* _Exercise_
Reproduce the lines from the one containing "the man's elbow" to the one containing "pixel 764 211", substituting "single point" for "single marker" and leaving everything else unchanged.

Point-based annotation records:
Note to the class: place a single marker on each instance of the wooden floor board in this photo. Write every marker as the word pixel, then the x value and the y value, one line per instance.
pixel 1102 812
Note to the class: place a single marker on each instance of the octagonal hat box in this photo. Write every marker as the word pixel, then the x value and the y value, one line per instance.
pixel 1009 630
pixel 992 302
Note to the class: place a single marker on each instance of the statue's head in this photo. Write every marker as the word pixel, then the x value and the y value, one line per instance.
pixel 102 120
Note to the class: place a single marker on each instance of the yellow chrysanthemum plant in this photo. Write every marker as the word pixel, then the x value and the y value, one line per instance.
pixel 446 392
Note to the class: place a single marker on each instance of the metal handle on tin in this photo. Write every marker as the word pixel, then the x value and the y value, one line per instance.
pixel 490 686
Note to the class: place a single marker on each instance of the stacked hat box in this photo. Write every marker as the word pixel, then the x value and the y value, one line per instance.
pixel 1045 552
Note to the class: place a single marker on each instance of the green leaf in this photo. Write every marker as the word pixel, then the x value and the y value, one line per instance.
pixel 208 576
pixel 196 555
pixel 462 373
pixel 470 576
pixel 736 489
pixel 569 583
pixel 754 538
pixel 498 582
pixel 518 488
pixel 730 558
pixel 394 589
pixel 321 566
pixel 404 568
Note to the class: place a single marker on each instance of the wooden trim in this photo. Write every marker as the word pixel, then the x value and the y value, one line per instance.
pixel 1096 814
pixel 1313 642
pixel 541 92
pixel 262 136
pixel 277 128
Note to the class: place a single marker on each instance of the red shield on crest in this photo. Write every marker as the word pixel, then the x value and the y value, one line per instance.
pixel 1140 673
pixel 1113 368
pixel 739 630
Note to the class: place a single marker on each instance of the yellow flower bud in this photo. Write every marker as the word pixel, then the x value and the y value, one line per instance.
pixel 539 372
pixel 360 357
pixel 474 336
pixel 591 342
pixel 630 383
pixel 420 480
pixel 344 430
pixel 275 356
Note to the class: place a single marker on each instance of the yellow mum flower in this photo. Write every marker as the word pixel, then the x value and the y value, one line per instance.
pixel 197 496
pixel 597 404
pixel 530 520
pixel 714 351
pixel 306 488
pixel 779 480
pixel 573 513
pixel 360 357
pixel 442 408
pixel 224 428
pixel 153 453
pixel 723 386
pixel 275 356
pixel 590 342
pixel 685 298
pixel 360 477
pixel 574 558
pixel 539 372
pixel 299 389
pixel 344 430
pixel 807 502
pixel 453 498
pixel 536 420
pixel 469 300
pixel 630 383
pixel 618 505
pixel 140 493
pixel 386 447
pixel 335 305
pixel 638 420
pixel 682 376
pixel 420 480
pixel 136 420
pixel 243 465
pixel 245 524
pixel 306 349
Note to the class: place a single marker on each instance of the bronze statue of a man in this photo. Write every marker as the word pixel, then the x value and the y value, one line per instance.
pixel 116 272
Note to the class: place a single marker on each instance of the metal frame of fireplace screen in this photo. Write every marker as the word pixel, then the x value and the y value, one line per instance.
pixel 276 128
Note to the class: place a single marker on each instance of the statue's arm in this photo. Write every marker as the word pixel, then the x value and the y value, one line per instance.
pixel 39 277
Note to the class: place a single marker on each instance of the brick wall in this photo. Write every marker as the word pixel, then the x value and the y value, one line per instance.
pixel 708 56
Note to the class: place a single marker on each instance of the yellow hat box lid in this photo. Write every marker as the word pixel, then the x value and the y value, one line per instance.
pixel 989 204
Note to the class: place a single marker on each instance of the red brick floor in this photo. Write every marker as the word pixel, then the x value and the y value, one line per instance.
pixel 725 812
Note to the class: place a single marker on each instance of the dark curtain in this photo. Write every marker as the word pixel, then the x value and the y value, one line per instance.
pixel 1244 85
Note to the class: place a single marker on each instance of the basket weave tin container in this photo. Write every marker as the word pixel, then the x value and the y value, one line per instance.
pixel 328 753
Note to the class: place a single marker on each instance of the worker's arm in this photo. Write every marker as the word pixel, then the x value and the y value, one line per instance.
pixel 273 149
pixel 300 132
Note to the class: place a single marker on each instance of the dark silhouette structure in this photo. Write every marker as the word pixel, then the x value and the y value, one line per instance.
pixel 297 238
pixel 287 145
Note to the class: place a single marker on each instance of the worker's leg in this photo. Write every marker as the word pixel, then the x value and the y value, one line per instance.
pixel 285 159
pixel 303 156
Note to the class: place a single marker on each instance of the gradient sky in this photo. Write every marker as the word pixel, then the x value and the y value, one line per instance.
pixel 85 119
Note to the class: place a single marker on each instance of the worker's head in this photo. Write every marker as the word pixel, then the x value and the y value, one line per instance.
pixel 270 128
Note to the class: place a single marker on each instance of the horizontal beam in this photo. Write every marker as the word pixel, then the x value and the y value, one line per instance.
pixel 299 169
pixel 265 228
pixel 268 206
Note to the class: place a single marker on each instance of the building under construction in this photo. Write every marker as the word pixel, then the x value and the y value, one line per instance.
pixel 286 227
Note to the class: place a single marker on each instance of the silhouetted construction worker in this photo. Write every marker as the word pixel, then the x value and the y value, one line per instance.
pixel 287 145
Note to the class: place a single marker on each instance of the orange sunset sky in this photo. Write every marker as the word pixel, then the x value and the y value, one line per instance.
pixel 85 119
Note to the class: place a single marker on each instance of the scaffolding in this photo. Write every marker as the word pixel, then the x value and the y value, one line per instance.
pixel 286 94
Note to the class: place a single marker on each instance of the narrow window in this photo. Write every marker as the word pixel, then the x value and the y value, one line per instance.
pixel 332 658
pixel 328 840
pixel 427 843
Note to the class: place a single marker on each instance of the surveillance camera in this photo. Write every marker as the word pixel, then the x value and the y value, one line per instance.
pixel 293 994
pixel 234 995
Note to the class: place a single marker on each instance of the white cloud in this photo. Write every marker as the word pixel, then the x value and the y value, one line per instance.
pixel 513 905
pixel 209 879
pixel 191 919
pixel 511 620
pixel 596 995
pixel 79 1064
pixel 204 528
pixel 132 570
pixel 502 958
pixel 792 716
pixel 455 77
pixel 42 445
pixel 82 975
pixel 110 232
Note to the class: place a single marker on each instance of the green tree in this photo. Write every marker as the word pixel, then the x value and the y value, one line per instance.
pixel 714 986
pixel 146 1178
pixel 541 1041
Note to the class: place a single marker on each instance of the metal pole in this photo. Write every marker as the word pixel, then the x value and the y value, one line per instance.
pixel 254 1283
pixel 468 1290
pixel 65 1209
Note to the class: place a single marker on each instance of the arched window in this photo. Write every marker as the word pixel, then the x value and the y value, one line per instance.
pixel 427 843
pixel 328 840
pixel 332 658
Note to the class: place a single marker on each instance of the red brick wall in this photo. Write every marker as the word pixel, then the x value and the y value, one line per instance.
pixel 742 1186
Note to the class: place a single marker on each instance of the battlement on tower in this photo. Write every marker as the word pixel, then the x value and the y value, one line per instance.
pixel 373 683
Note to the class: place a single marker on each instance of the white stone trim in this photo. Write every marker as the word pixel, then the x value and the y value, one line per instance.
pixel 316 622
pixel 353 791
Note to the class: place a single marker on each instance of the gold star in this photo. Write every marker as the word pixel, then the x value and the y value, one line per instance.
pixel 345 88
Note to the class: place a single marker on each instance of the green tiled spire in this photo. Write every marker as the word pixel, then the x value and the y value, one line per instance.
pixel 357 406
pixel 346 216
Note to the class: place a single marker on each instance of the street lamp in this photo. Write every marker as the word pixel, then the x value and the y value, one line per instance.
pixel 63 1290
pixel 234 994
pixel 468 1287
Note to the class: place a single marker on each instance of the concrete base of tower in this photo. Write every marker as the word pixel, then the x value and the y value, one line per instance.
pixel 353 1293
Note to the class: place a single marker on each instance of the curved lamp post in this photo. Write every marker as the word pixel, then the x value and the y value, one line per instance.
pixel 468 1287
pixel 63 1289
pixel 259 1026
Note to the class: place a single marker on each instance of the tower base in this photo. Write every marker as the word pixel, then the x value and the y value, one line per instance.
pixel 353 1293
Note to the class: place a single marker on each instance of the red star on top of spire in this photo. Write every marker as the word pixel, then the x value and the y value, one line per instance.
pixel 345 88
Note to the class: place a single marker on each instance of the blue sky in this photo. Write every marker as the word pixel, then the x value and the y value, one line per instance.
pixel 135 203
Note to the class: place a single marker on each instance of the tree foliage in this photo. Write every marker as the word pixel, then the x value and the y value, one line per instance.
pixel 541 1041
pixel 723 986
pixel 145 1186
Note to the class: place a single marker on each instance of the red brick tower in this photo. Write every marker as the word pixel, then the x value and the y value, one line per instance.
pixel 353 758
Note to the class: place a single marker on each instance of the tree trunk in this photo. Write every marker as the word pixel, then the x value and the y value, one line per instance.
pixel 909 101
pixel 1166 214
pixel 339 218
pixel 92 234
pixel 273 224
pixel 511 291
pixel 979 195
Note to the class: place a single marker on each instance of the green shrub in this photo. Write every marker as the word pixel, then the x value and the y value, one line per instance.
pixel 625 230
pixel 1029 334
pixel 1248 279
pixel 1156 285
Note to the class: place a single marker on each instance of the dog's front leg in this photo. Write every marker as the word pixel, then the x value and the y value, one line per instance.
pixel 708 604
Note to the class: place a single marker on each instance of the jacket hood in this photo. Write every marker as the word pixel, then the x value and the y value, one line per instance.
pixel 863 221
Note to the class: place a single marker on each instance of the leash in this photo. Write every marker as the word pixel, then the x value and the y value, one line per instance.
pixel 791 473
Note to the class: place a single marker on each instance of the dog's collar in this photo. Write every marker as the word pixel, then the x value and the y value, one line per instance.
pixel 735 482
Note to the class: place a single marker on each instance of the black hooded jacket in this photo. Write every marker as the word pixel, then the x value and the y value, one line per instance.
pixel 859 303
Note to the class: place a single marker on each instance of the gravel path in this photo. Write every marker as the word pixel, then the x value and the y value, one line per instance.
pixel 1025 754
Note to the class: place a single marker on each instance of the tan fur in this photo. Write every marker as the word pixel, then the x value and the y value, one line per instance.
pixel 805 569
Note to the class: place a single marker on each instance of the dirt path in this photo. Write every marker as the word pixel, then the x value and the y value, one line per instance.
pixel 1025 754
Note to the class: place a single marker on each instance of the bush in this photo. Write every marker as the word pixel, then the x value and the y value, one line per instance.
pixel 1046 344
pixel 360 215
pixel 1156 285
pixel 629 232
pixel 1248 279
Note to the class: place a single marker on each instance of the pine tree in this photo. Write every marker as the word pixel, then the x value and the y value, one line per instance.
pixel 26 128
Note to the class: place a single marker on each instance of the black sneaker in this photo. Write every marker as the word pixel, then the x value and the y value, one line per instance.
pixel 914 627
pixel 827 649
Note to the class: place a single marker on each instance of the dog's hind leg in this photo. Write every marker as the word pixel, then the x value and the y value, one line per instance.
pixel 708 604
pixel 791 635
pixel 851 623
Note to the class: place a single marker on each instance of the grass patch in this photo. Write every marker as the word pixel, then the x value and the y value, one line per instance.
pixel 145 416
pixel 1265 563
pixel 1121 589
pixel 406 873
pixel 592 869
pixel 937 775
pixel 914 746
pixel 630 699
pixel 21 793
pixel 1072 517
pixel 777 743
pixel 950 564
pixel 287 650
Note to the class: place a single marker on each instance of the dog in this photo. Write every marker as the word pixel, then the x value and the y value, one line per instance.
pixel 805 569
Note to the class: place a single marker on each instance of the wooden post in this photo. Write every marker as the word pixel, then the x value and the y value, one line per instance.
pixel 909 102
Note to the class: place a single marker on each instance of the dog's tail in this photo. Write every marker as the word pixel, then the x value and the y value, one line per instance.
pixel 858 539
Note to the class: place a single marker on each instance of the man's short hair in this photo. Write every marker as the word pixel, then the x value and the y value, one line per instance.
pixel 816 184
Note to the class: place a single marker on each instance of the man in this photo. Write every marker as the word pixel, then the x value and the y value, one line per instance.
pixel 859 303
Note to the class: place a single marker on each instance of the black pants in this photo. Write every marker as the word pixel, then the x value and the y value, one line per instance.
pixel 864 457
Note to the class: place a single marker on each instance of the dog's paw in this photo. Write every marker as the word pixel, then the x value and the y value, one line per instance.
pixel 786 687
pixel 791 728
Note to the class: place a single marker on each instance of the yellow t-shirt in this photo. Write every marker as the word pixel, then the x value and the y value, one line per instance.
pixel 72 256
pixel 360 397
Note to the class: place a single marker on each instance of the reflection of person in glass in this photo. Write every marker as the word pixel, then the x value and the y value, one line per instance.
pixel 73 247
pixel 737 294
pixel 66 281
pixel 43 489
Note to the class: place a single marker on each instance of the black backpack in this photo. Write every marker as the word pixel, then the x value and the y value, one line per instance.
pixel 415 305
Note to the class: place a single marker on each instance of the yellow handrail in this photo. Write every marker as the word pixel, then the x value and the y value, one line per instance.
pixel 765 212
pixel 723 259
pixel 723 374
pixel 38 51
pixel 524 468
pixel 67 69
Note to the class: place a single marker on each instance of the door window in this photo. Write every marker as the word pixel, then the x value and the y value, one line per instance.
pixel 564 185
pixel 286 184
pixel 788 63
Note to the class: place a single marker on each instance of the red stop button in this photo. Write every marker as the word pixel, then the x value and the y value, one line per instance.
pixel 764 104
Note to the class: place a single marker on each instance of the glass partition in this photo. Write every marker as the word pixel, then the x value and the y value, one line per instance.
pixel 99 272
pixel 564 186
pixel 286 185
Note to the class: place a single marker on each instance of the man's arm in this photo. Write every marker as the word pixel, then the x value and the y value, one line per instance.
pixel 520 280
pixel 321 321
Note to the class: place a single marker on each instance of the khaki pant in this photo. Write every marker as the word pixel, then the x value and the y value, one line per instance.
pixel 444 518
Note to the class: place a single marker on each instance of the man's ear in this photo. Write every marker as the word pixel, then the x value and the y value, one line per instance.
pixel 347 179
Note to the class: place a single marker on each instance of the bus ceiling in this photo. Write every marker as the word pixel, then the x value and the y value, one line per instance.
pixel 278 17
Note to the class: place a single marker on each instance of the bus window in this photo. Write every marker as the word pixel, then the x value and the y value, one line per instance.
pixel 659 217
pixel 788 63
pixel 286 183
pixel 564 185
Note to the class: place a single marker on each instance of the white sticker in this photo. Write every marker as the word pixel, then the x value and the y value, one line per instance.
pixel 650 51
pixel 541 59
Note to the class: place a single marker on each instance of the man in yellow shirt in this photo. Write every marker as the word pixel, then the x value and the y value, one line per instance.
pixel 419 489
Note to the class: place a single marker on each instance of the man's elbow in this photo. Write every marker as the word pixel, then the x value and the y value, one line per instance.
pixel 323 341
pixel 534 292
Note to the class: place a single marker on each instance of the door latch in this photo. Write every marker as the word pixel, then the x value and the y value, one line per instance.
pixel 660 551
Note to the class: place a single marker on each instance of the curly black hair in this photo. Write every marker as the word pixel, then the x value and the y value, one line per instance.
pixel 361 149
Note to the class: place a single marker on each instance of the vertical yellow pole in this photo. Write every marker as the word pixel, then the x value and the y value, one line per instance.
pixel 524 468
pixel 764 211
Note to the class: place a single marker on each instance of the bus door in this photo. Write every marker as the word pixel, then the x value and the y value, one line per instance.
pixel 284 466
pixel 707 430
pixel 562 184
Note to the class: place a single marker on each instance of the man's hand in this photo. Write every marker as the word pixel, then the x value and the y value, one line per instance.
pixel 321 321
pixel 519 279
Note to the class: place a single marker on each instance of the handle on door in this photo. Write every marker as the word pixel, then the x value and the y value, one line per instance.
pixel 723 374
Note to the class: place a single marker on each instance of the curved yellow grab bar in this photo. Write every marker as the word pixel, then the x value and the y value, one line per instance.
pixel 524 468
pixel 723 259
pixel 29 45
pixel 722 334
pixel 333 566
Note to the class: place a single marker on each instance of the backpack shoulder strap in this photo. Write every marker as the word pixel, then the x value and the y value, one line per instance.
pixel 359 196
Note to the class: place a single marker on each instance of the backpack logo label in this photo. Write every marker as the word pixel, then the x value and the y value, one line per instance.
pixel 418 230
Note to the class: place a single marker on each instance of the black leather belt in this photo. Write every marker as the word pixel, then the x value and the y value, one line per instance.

* _Exercise result_
Note to the class: place a single point on each instance of the man's elbow in this photo. Write every marker as the word pixel, then the x value and the y value, one line per instance.
pixel 323 341
pixel 534 292
Note to the class: place a single point on each instance of the door latch in this photo. Write every marker as the word pixel, then the x value and the y value, one line per instance.
pixel 660 551
Note to the class: place a single point on each instance of the curly black hair in this photo. Write every marker as the word pixel, then the x value and the y value, one line per instance.
pixel 361 149
Note to the class: place a single point on each instance of the vertical yellow pole in this photo. Write every marker as the word pixel, then the x value and the y value, one line per instance.
pixel 524 468
pixel 764 211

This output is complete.